PhD Studies
Department of Econometric offers a PhD study program in Econometrics and Operations Research, both in internal and external form. The program is designed for four years. The program focuses on advanced topics in the area and its main aim is solving both practical and theoretical issues at the most up-to-date level of knowledge. The particular areas of research within the PhD program include (but are not limited to):
Operations Research:
- optimization and management of business, production and logistics
- optimization of inventory flows, cargo and fleet management
- game theory, auctions, modeling of conflicts and negotiation
- modeling of market structures (oligopoly theory, supply chains etc.)
- simulation techniques in business management
- measurement of efficiency and Data Envelopment Analysis
- empirical studies for financial sector, public sector, business and industry
- effective implementation, parallel and distributed computation of large-scale optimization models
- mathematics for Operations Research models
Econometrics:
- macroeconometrics and microeconometrics
- sector econometrics (energy economectrics, labor econometrics etc.),
- financial econometrics, financial time series, high-frequency data
- spatial econometrics and geographic economic relations
- scoring and risk management in banking
- macroeconomic policy, policy evaluation, sensitivity to shocks
- econometric theory, model selection, estimation, model diagnostics, asymptotics
- empirical studies for financial sector, public sector, business and industry
Some of the recently defended PhD theses cover the areas of prediction of demand in telecommunication industry, credit scoring via parametric and data-mining approaches, analysis of relations between global and local prices of fuels, vector-valued games, estimation of GAS models (as a generalization of GARCHs) and others.

> DATA UNDER STUDY
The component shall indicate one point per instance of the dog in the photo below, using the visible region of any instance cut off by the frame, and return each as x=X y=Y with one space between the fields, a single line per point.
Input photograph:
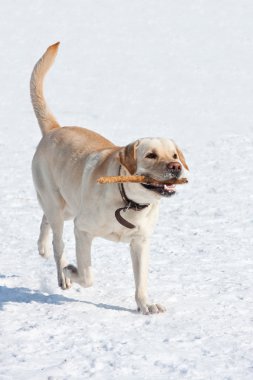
x=65 y=168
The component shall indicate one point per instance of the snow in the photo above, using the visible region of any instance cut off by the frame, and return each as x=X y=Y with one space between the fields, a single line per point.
x=127 y=70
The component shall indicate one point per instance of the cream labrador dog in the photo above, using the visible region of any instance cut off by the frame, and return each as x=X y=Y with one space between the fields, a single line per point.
x=66 y=165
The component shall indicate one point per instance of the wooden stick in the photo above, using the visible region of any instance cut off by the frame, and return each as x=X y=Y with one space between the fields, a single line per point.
x=141 y=179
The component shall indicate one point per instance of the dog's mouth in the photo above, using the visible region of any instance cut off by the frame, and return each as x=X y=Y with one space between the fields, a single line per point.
x=161 y=189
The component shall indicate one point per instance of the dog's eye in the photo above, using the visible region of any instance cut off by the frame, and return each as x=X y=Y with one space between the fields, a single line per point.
x=152 y=156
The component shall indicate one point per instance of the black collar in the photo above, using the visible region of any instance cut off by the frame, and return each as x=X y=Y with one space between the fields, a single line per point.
x=129 y=205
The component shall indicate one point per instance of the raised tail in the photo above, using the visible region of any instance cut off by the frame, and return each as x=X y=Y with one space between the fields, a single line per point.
x=45 y=118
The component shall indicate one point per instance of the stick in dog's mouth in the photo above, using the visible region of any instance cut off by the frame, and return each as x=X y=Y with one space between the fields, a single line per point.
x=140 y=179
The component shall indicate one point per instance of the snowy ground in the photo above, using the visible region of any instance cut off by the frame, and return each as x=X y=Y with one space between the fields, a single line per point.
x=131 y=69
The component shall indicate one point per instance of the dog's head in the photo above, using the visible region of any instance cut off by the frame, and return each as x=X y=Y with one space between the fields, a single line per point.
x=158 y=158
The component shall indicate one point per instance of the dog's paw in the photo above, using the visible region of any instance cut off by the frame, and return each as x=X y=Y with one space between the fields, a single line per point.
x=64 y=282
x=151 y=308
x=44 y=249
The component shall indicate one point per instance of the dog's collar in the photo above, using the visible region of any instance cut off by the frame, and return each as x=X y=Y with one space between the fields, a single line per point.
x=129 y=205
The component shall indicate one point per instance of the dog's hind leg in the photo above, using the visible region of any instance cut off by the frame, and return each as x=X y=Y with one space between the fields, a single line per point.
x=58 y=246
x=44 y=241
x=83 y=273
x=53 y=206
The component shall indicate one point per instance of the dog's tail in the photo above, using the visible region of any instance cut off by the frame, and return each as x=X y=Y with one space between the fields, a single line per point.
x=45 y=118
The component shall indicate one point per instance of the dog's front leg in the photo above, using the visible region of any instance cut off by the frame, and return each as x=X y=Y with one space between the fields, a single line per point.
x=83 y=273
x=140 y=255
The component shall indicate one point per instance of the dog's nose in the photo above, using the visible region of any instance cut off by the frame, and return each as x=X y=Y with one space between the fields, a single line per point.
x=174 y=168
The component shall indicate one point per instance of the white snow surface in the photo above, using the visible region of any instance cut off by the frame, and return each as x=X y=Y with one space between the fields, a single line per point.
x=129 y=69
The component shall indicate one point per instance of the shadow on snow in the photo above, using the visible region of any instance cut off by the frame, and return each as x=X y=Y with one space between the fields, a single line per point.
x=25 y=295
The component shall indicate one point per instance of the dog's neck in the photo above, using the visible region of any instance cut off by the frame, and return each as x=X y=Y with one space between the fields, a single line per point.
x=129 y=205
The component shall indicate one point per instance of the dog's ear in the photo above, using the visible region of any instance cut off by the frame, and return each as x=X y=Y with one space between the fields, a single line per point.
x=182 y=158
x=127 y=157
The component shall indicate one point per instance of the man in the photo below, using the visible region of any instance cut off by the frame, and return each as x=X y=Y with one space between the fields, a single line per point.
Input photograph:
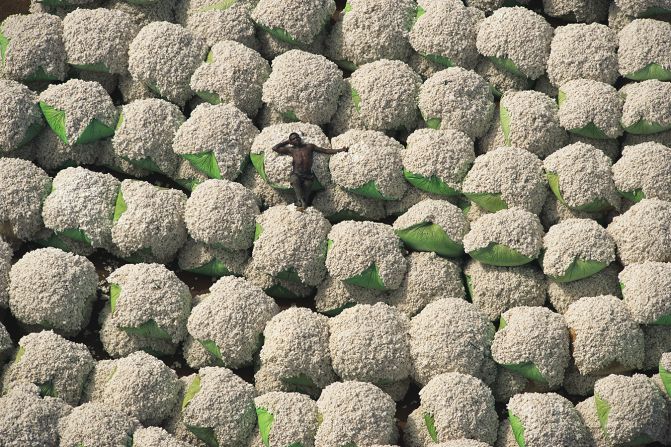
x=302 y=176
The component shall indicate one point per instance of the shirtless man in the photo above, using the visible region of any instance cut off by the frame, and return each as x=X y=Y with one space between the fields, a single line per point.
x=302 y=154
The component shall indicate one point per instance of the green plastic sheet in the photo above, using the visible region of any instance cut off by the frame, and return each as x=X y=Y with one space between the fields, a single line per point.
x=427 y=236
x=500 y=255
x=431 y=184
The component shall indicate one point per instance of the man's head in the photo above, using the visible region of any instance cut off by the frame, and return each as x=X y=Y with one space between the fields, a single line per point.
x=295 y=139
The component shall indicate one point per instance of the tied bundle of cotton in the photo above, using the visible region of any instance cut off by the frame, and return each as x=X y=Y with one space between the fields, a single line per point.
x=153 y=59
x=150 y=304
x=304 y=367
x=291 y=244
x=436 y=161
x=79 y=112
x=543 y=419
x=81 y=206
x=20 y=117
x=372 y=167
x=429 y=279
x=355 y=413
x=590 y=109
x=221 y=214
x=533 y=342
x=155 y=437
x=633 y=410
x=530 y=120
x=457 y=405
x=145 y=132
x=645 y=50
x=35 y=50
x=509 y=237
x=23 y=188
x=287 y=418
x=140 y=386
x=148 y=222
x=506 y=177
x=369 y=343
x=216 y=21
x=294 y=22
x=445 y=34
x=516 y=40
x=217 y=409
x=95 y=424
x=644 y=172
x=276 y=169
x=583 y=11
x=457 y=99
x=52 y=289
x=98 y=39
x=28 y=416
x=450 y=334
x=576 y=249
x=333 y=296
x=297 y=75
x=645 y=288
x=604 y=336
x=643 y=233
x=433 y=225
x=583 y=51
x=216 y=140
x=494 y=290
x=338 y=204
x=366 y=254
x=58 y=366
x=646 y=107
x=229 y=322
x=234 y=74
x=370 y=30
x=382 y=95
x=501 y=81
x=580 y=176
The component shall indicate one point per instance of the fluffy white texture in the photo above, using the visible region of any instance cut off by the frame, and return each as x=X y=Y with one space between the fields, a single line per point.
x=372 y=157
x=644 y=167
x=52 y=289
x=582 y=51
x=278 y=167
x=447 y=154
x=164 y=56
x=355 y=412
x=82 y=200
x=146 y=130
x=515 y=174
x=236 y=75
x=222 y=130
x=292 y=240
x=152 y=228
x=82 y=102
x=35 y=45
x=308 y=85
x=514 y=228
x=460 y=99
x=462 y=406
x=517 y=35
x=233 y=317
x=23 y=188
x=604 y=336
x=99 y=37
x=450 y=32
x=643 y=233
x=359 y=245
x=450 y=335
x=222 y=214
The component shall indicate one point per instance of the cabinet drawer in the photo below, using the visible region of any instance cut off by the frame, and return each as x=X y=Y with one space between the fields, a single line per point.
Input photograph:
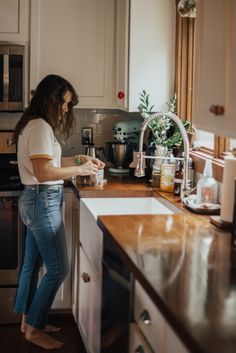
x=91 y=238
x=149 y=319
x=137 y=343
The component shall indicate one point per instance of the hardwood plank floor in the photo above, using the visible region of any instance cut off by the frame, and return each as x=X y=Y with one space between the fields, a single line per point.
x=13 y=341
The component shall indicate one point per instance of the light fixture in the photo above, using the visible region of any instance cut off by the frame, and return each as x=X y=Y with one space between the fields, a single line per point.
x=187 y=8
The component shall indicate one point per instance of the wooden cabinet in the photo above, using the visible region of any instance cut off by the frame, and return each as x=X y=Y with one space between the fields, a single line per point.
x=145 y=51
x=90 y=281
x=215 y=72
x=75 y=40
x=14 y=20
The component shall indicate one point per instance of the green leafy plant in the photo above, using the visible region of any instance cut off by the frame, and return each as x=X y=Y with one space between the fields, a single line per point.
x=164 y=131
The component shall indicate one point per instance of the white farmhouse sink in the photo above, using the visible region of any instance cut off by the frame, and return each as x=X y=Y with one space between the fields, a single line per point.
x=127 y=206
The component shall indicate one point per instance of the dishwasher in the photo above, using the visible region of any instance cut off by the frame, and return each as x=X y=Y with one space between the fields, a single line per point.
x=117 y=288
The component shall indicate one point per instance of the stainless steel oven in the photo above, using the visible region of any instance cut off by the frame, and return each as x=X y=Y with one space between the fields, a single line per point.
x=11 y=77
x=11 y=249
x=12 y=229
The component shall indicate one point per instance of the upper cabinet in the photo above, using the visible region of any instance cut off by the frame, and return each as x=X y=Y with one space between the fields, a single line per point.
x=215 y=71
x=145 y=51
x=75 y=40
x=14 y=20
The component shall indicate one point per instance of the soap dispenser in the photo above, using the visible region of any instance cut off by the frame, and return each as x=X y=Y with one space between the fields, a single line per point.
x=207 y=186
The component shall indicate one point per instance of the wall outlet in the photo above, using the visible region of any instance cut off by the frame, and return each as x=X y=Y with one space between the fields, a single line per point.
x=87 y=135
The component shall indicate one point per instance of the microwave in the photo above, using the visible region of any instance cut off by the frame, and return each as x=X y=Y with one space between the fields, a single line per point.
x=12 y=59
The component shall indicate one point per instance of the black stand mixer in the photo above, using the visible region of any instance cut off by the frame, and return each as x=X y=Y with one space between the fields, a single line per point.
x=120 y=152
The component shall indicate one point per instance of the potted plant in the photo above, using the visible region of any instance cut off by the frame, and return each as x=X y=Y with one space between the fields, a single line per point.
x=164 y=132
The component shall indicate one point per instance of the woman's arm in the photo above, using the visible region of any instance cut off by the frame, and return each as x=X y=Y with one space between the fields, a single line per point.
x=45 y=171
x=72 y=161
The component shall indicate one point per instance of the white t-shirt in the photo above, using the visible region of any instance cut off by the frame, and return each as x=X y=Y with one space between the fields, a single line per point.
x=37 y=140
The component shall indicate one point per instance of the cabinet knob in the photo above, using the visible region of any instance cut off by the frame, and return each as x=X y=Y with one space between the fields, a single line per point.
x=139 y=349
x=217 y=109
x=145 y=317
x=85 y=277
x=120 y=95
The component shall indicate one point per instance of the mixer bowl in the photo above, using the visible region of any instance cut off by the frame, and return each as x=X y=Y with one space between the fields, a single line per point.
x=120 y=154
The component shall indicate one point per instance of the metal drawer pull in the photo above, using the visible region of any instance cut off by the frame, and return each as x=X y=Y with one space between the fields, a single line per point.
x=217 y=109
x=85 y=277
x=145 y=317
x=139 y=349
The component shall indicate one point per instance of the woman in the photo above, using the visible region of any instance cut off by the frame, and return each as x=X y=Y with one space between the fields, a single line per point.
x=42 y=171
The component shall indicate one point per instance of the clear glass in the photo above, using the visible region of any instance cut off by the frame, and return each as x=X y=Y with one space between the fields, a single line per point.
x=205 y=139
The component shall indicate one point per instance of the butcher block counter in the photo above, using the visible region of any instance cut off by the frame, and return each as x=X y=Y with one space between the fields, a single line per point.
x=186 y=265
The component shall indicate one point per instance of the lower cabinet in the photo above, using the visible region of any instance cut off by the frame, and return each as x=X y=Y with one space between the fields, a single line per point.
x=156 y=333
x=137 y=343
x=62 y=300
x=90 y=289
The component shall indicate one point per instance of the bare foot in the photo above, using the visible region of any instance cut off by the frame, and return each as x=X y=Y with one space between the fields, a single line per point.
x=48 y=328
x=41 y=339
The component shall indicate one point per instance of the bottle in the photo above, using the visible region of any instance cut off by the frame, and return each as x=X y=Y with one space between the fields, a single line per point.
x=207 y=186
x=178 y=177
x=167 y=173
x=190 y=173
x=233 y=230
x=156 y=177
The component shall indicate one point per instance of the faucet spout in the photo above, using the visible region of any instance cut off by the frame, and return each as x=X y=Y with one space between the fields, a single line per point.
x=139 y=171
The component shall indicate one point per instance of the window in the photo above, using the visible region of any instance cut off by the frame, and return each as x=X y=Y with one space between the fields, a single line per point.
x=205 y=139
x=185 y=36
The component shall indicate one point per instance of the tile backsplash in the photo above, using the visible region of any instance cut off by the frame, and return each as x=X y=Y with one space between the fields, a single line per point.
x=101 y=121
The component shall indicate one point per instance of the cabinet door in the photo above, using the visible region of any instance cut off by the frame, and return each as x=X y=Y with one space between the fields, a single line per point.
x=63 y=297
x=89 y=305
x=137 y=343
x=75 y=257
x=149 y=319
x=76 y=42
x=173 y=343
x=91 y=237
x=145 y=51
x=215 y=73
x=14 y=20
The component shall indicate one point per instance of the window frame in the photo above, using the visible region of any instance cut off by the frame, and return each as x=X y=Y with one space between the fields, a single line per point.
x=184 y=67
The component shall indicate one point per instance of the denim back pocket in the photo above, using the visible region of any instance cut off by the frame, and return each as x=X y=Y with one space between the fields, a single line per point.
x=27 y=208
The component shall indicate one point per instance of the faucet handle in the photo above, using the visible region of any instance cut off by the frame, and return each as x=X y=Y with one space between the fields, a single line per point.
x=140 y=167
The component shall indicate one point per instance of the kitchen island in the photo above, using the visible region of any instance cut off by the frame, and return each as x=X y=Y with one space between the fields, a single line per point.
x=186 y=266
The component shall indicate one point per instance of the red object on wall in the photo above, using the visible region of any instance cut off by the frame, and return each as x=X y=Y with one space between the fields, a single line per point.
x=121 y=95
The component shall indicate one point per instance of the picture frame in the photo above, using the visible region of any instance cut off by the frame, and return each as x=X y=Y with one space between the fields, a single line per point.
x=87 y=135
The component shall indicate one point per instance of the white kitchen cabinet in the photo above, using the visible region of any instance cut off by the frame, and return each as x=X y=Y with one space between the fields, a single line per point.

> YOUR ASSIGNMENT
Could you reproduce the PhD studies text word for word, from "PhD Studies" up to and including "supply chains etc.)"? This data has nothing to do with the PhD studies text.

> EXERCISE RESULT
PhD Studies
Department of Econometric offers a PhD study program in Econometrics and Operations Research, both in internal and external form. The program is designed for four years. The program focuses on advanced topics in the area and its main aim is solving both practical and theoretical issues at the most up-to-date level of knowledge. The particular areas of research within the PhD program include (but are not limited to):
Operations Research:
- optimization and management of business, production and logistics
- optimization of inventory flows, cargo and fleet management
- game theory, auctions, modeling of conflicts and negotiation
- modeling of market structures (oligopoly theory, supply chains etc.)